··· AANGELEVERDE TEKST ···
Achtergrond
Anitifosfolipide (aPL) antilichamen zijn eiwitten die door het immuunsysteem bij sommige mensen worden geproduceerd en die gericht zijn tegen bestanddelen van hun eigen cellen. De aanwezigheid van dergelijke antistoffen kan het risico op het ontstaan van bloedstolsels (trombose) in de bloedvaten of zwangerschapsgerelateerde complicaties (zoals een terugkerende miskraam, doodgeboorte, vroeggeboorte of ernstige ziekte van een zwangere vrouw) verhogen. Bloedstolsels in slagaders kunnen beroertes veroorzaken, met hersenbeschadiging of omkeerbare neurologische verschijnselen tot gevolg. Bloedstolsels in aderen gaan gepaard met vochtophoping in de ledematen (oedeem) en pijn, en kunnen bij verplaatsing of translocatie een blokkade in een belangrijk longvat veroorzaken (longembolie).
Bij personen die eerder een trombotische gebeurtenis hebben doorgemaakt, worden gewoonlijk twee soorten geneesmiddelen gebruikt om terugkerende trombotische gebeurtenissen te voorkomen: anticoagulantia en antiplateletmiddelen. Anticoagulantia voorkomen de vorming van stolsels (trombose) door in te grijpen in de activiteit van eiwitten die betrokken zijn bij de bloedstolling (stollingsfactoren), terwijl antiplaatjes, meestal aspirine, de samenklontering van bloedplaatjes voorkomen en de vorming van stolsels belemmeren. De meest voorkomende bijwerking van een behandeling met anticoagulantia of antiplaatjes is de neiging tot bloeden. Er is echter weinig bekend over de voor- en nadelen van het gebruik van anticoagulantia en antiplaatjes bij mensen die antilichamen tegen aPL hebben, maar die nog niet eerder een trombotische gebeurtenis hebben doorgemaakt.
Reviewvraag
Deze review had tot doel de mogelijke voordelen en nadelen vast te stellen van het gebruik van anticoagulantia en antiplateletmedicijnen ter preventie van trombotische voorvallen, bij mensen die vatbaar zijn maar nog niet eerder een trombotisch voorval hebben gehad.
··· AANGELEVERDE GEGEVENS ···
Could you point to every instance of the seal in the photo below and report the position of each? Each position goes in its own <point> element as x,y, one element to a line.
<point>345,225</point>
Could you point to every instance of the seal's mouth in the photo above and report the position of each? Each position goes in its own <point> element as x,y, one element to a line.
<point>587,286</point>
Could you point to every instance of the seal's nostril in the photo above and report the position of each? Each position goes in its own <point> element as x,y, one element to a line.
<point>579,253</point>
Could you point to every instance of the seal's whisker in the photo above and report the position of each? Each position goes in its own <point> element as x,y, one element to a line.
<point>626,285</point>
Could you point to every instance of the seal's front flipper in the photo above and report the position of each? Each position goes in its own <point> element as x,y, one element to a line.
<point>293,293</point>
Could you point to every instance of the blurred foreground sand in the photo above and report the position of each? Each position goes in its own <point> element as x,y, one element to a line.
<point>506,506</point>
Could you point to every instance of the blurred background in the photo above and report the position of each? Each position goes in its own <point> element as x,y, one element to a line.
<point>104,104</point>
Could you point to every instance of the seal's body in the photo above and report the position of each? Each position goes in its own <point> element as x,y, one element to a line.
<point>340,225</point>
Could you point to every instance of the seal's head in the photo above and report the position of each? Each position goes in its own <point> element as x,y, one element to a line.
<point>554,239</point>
···
▸ UIT TE VOEREN TAKEN:
A) Schrijf uit de tekst over antifosfolipide-antilichamen woordelijk het gedeelte uit dat begint bij "Reviewvraag" en eindigt bij "voorval hebben gehad.".
B) Zet de tekst over antifosfolipide-antilichamen voort, aansluitend op de laatste zin ervan.
De gegevens zijn hiervoor niet nodig.

▸ ANTWOORDEN OP VOLGORDE:
A)
Reviewvraag
Deze review had tot doel de mogelijke voordelen en nadelen vast te stellen van het gebruik van anticoagulantia en antiplateletmedicijnen ter preventie van trombotische voorvallen, bij mensen die vatbaar zijn maar nog niet eerder een trombotisch voorval hebben gehad.

B)
Studykenmerken
Het bewijs is actueel vanaf december 2017. We zochten naar studies die mensen met aPL-antilichamen en zonder eerdere trombotische gebeurtenis willekeurig toewezen aan verschillende behandelingen, waaronder anticoagulantia, antiplateletmedicijnen, of beide. We identificeerden negen studies met 1044 deelnemers. De studies vonden plaats in verschillende landen. Eén studie was multicentrisch en had verschillende financieringsbronnen. In twee studies werd aspirine vergeleken met placebo (dummy behandeling). Vier studies vergeleken een anticoagulans met of zonder aspirine met aspirine alleen. In de overige studies werden combinaties van bloedplaatjesaggregatieremmers, anticoagulantia, andere behandelingen of twee verschillende doses van hetzelfde geneesmiddel vergeleken. De meeste studies hadden betrekking op vrouwen met aPL-antilichamen en een voorgeschiedenis van mislukte zwangerschap. Eén studie omvatte niet-zwangerschapsgerelateerde gevallen, en één studie omvatte zwangerschapsgerelateerde gevallen en andere patiënten met positieve resultaten voor aPL-antilichamen.
Kernresultaten
We vatten de effecten van de behandelingen samen aan de hand van de volgende vergelijkingen: alleen aspirine versus placebo, anticoagulans alleen of met aspirine versus alleen aspirine, aspirine met anticoagulans versus placebo of andere behandeling. Wij vonden geen duidelijke verschillen in het aantal personen met trombotische voorvallen in de vergeleken groepen. Eén studie toonde een verhoogd risico op kleine bloedingen (zoals neusbloedingen of intensievere menstruatie) bij deelnemers die aspirine en een anticoagulans kregen. Alle andere analyses lieten geen significante verschillen zien in het aantal deelnemers met bloedingen. Geen van de studies rapporteerde over risico op overlijden of kwaliteit van leven. We vonden in geen van de vergelijkingen een duidelijk verschil tussen de groepen voor andere ongewenste effecten dan bloedingen, voor zover deze informatie werd gerapporteerd; de meest voorkomende van deze effecten omvatten milde gastro-intestinale symptomen in de aspirinegroep en allergische reacties in de aspirine met anticoagulansgroep.
Kwaliteit van het bewijsmateriaal
We beoordeelden geen van de studies als met een laag risico op vertekening vanwege methodologische problemen of rapportage van de resultaten. We beoordeelden de algehele kwaliteit van het bewijsmateriaal als laag tot matig; het werd afgewaardeerd vanwege onduidelijk of hoog risico op vertekening, een klein aantal studies en onnauwkeurige resultaten.